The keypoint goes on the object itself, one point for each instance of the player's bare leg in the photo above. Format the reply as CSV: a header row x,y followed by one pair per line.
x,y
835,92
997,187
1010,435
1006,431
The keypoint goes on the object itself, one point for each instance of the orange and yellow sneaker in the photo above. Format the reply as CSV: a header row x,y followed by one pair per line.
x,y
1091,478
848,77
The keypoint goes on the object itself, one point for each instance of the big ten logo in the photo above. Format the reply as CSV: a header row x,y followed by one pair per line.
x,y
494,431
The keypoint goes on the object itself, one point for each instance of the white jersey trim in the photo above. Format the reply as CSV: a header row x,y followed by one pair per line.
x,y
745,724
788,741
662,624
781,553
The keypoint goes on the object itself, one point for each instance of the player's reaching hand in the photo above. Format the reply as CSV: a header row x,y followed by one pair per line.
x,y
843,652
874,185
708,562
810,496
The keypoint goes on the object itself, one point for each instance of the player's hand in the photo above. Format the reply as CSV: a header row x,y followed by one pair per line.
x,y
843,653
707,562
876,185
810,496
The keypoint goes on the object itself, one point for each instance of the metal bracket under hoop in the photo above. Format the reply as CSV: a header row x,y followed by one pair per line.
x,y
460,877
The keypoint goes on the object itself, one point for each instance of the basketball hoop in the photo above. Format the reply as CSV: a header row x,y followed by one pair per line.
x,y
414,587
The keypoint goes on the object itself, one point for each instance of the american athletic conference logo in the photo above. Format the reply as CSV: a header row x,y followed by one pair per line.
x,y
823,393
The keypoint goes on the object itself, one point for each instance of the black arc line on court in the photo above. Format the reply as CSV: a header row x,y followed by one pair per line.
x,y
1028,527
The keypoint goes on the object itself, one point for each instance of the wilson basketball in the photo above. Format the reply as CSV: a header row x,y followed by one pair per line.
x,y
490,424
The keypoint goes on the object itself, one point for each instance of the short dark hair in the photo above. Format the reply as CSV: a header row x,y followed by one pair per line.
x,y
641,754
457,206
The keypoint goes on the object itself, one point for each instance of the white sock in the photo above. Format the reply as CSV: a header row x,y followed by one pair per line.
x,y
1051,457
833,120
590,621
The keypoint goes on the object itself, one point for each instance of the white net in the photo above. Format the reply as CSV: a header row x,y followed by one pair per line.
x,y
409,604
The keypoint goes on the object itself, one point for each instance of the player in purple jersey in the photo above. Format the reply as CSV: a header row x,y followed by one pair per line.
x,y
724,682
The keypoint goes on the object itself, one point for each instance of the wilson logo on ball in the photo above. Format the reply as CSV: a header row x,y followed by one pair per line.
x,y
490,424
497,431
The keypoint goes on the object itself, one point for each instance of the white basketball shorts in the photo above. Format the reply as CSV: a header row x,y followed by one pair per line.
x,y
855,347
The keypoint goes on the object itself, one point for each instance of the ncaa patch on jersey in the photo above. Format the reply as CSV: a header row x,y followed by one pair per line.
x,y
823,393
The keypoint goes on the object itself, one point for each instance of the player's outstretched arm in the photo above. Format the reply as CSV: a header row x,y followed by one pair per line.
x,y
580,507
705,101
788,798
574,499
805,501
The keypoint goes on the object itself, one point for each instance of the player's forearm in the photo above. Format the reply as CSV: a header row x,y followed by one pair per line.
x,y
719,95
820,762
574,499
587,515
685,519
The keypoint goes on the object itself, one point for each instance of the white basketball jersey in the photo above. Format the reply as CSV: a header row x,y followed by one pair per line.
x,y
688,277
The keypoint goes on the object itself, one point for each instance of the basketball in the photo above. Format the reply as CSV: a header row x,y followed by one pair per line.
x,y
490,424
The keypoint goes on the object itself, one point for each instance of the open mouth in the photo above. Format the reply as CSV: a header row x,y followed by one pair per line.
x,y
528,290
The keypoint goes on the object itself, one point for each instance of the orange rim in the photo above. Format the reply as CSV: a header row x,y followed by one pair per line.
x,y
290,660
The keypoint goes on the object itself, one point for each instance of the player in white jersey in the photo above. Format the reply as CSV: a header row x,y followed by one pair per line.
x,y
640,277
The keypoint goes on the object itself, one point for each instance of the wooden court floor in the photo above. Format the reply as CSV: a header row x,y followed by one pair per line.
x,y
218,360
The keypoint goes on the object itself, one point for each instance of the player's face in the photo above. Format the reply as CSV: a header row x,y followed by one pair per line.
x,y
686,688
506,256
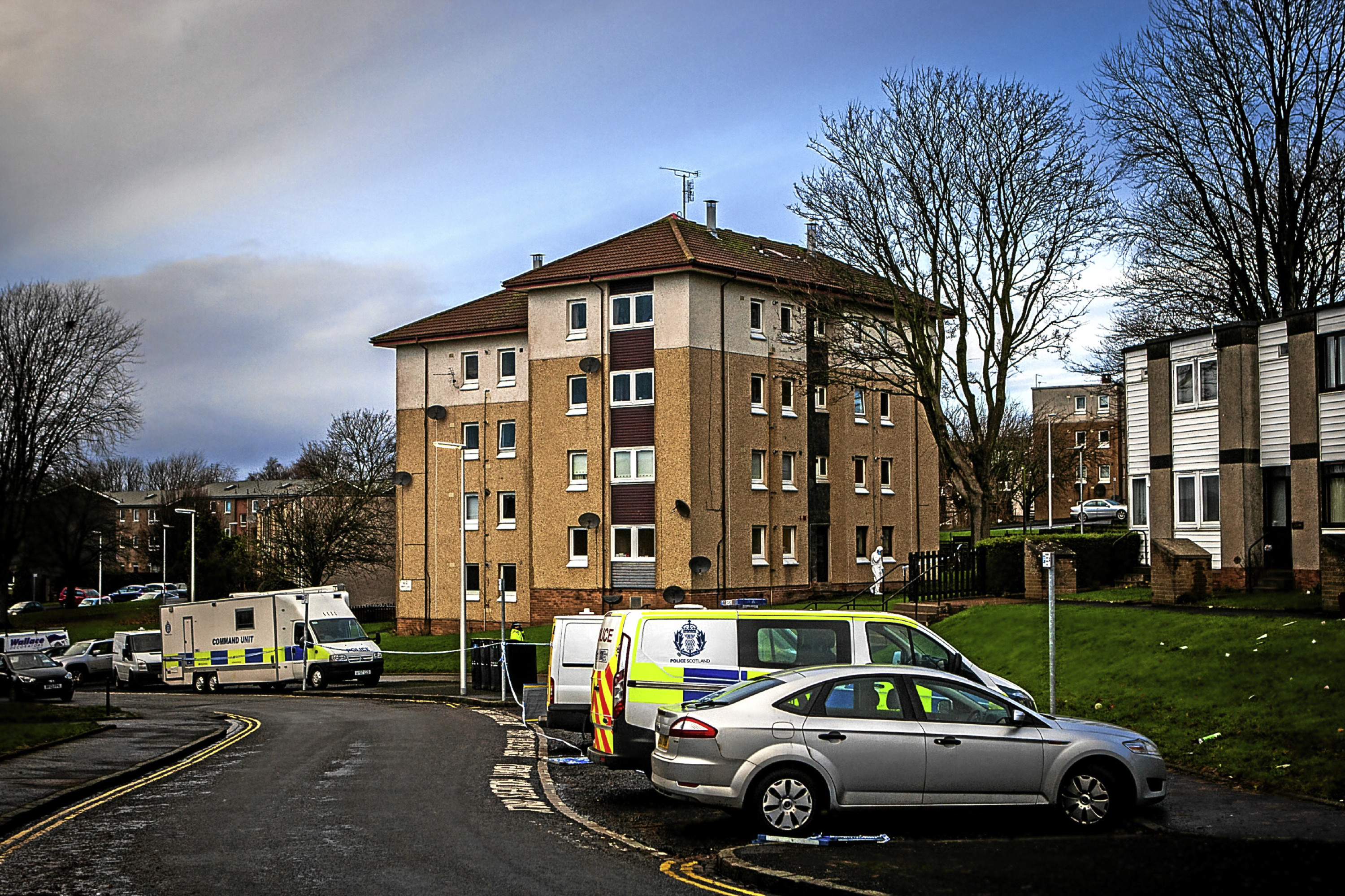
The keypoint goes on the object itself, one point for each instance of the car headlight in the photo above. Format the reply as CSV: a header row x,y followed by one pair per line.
x,y
1142,746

-=-=-

Please convert the listing above into a two-column CSV headed instruction and points, with each instruction's text in the first column beside its answer in the second. Quote both fields, turn line breaks into spaces, and leave the pictures out.

instruction,points
"The keypoint goes on the object itself, one point for each instance of the player's bare leg in the photo above. Format the reply as CSV: a header row x,y followed by one pair per line.","x,y 835,92 997,187 1010,435 1006,431"
"The keypoint goes on the object itself, one point for each instance of the orange and yellow sneaker in the photo above. Format the reply as CSV: a header row x,y followed by one pair per line.","x,y 1091,478 848,77"
"The keypoint goes on the object itself, one point for each instance of the big ten logo in the photo above. Format the reply as CSV: a header row x,y followed by one pair per line.","x,y 494,431"
"The keypoint goes on the object itself, one point for each instance of the white jersey trim in the photo above. Format the reply as CSV: a header row x,y followed by one pair per line.","x,y 745,724 788,741 662,624 781,553"
"The keypoint goes on the object itself, one point for each instance of the player's reaching hand in the photo above. Format the reply as CSV: a header row x,y followed by one pair per line.","x,y 843,652 874,185 708,562 810,496"
"The keypoint goes on the object itself, one point for each instance of the player's hand in the photo above. Format the reply as CSV: a header row x,y followed by one pair per line.","x,y 843,653 707,562 876,185 810,496"
"The keypoint goes on the object itself, one point for each instance of the metal bracket under hoop in the photo above. Format the reply as CSV: a header row x,y followed by one pair per line.","x,y 460,877"
"The keypoint goes on the object itself, one point for each instance of the basketball hoop in the photo above. Format the reply as CSV: a header row x,y followed by one pair per line.","x,y 414,587"
"The keypoint goes on the object itself, one point for each instance of the american athletic conference logo in the photo above. Format the reply as CSV: a header row x,y followed by one pair per line.","x,y 823,393"
"The keypoint goes on the object itself, one point for each instance of the black arc line on court in the photo above. Format the reply as CSV: a header row x,y followed by one pair per line.","x,y 1028,527"
"The keypoint goes on the object itself, one point for each instance of the wilson basketball in the photo above. Format the reply as CSV: a header row x,y followed by one pair per line.","x,y 490,424"
"The keypoint goes on the object itself, one point for each instance of the short dark hair in the photo above. Format the reply as CSV: a header row x,y followed by one pair per line.","x,y 641,754 457,206"
"The keypoint goes on the object itself, one point for each instance of the white sock in the photo above. Format the reply as CSV: a header row x,y followed by one pair per line.","x,y 1051,457 833,120 590,621"
"The keypoint goes on the object itself, one point for each instance of the white net in the photo above. Format the reply as CSV: a header row x,y followed by one pair per line.","x,y 409,604"
"The keypoint goes on the object itself, one point for each instance of the player in purple jersey in the photo above. Format the reply as CSV: a header row x,y followed by one pair per line.","x,y 724,682"
"The keypoint goes on the object itself, one point for each instance of the wilson logo on ball in the photo above. Format the reply as CSV: a header row x,y followed by one pair per line.","x,y 490,424 497,431"
"The keypoint goes on the object itself, one point for each instance of the white basketball shorts in the photo above. Format the reply as CSV: a header row x,y followed by one pair per line.","x,y 855,347"
"The keypoint goes on the object itself, one point for each instance of the ncaa patch on jersey in the photo above. Format the reply as CSV: a header row x,y followed by one pair per line.","x,y 823,393"
"The keypoint goes on the object itself, one point for each instance of the player's outstretched arm in the photo above. Format the reply as CSV: a header row x,y followed by one pair per line.","x,y 580,507 705,101 788,798 574,499 805,501"
"The keypoint goes on the object itself, one point for each instance of the player's forearm in the photo above. Format the reply as CSV: a header row x,y followed by one pair per line.","x,y 719,95 820,762 574,499 587,515 685,519"
"The keypoint goes on the object itself, one point for each instance of the white basketball jersey in the photo above. Format the reply as CSV: a header row x,y followed by one pair per line.","x,y 688,277"
"The keypoint goes on the object itself, one point for each instance of the basketball in the photo above. Format the reply as CSV: a header row x,y followed by one pair per line.","x,y 490,424"
"The keypoint goes on the object itself, one point for each instance of the open mouth in the photo above. Format the reply as CSV: a header row x,y followed by one pair per line.","x,y 528,290"
"The keypoint goes on the object itself, one point for each instance of the orange rim in the photo above. Format the reply as CSV: a header row x,y followed by one pair per line.","x,y 290,660"
"The keypoint goes on the object itself, one point for each instance of the player in white jersey in the photo above. Format the reply as CSV: a header row x,y followed by one pair per line.","x,y 640,277"
"The keypoint goes on the object itself, one point for each instance of the wooden court floor in the photo above. Format the reply as CSV: a header row x,y followed by one pair per line.","x,y 218,360"
"The keypoint goes on the object itself, one point for each instance of the player's face in the photo above. Format the reply as CSV: a header row x,y followed by one pair per line.","x,y 686,688 506,256"
"The keypoint goes on the object itself, one point for each instance of the car headlight in the photo above. Format the reply as CSV: a header row x,y followed by one pair per line.","x,y 1142,746"